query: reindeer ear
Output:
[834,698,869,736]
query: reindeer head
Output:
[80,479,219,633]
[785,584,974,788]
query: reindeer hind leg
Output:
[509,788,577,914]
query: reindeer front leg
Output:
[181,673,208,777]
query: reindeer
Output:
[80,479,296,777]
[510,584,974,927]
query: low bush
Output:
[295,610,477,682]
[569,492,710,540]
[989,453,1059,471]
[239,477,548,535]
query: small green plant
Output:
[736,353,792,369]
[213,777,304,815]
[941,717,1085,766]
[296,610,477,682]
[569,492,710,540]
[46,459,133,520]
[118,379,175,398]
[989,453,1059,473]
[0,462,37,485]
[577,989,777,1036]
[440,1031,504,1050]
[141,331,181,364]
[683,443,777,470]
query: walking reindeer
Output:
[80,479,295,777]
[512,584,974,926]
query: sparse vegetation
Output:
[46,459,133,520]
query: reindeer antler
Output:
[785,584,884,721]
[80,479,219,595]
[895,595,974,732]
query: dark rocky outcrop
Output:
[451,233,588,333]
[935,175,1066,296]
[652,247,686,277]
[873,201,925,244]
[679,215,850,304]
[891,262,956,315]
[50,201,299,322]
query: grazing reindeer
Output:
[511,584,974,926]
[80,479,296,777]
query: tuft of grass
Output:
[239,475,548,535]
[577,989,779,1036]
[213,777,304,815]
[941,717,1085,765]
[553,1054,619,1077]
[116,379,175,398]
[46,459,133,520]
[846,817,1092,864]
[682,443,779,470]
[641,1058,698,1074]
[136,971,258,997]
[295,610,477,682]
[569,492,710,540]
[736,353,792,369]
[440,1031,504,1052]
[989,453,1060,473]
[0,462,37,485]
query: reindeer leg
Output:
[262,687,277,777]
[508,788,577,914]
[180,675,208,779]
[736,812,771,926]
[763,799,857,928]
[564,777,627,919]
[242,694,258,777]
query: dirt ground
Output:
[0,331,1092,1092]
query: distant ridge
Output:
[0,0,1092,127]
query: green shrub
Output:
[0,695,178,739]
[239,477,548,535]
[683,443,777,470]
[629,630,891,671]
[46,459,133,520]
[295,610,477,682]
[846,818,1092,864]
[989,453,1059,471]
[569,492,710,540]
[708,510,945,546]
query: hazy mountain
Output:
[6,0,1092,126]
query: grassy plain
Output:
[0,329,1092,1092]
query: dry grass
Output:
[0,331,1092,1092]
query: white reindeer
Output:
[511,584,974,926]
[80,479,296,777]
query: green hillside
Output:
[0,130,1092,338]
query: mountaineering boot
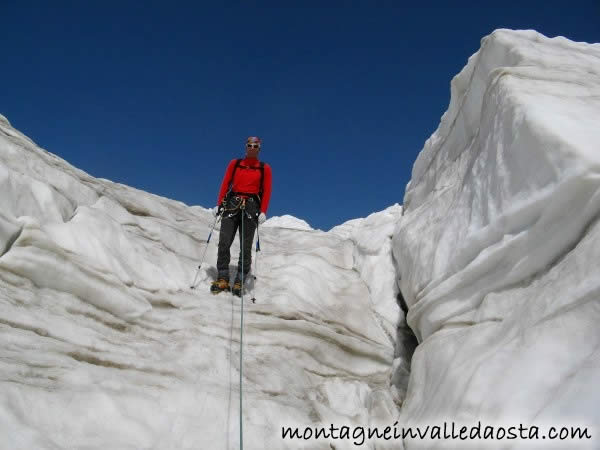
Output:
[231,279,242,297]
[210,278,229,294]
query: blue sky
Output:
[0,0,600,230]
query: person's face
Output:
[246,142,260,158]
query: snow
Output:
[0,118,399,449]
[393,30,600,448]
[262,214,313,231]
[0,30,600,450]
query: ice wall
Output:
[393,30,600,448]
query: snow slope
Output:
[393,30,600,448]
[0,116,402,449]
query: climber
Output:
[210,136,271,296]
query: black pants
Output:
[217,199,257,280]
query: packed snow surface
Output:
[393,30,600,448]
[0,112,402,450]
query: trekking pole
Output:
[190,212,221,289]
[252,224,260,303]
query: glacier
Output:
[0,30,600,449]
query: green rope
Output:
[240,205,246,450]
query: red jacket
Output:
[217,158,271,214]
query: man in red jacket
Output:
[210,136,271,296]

---

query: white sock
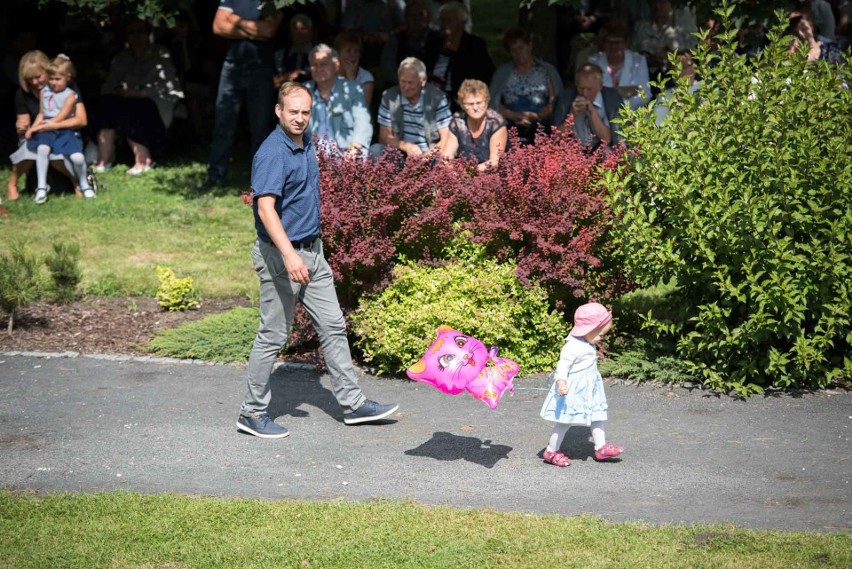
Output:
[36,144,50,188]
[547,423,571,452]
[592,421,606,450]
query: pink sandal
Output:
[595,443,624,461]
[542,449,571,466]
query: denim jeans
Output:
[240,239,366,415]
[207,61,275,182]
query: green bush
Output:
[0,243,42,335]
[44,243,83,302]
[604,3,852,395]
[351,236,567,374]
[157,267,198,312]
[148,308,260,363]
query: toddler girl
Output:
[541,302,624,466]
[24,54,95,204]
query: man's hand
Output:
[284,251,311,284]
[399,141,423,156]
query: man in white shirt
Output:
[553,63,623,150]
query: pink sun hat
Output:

---

Turn the lines from the one containing "query: reindeer leg" up to and including the one containing "[0,130,1092,338]" into a JSON list of strings, one string per line, with blank lines left out.

[
  "query: reindeer leg",
  "Output:",
  "[262,687,277,777]",
  "[508,788,577,914]",
  "[180,675,208,779]",
  "[736,812,771,926]",
  "[763,799,857,928]",
  "[564,777,627,919]",
  "[242,694,258,777]",
  "query: dirt ground",
  "Output:",
  "[0,331,1092,1092]",
  "query: distant ridge",
  "Output:",
  "[0,0,1092,127]",
  "query: green shrub",
  "Output:",
  "[0,695,178,739]",
  "[239,477,548,535]",
  "[683,443,777,470]",
  "[629,630,891,671]",
  "[46,459,133,520]",
  "[295,610,477,682]",
  "[846,818,1092,864]",
  "[989,453,1059,471]",
  "[569,492,710,540]",
  "[708,510,945,546]",
  "query: hazy mountain",
  "Output:",
  "[6,0,1092,126]",
  "query: grassy plain",
  "Output:",
  "[0,329,1092,1092]",
  "query: dry grass",
  "Output:",
  "[0,331,1092,1092]",
  "query: white reindeer",
  "Output:",
  "[511,584,974,926]",
  "[80,479,296,777]",
  "query: green hillside",
  "Output:",
  "[0,130,1092,338]"
]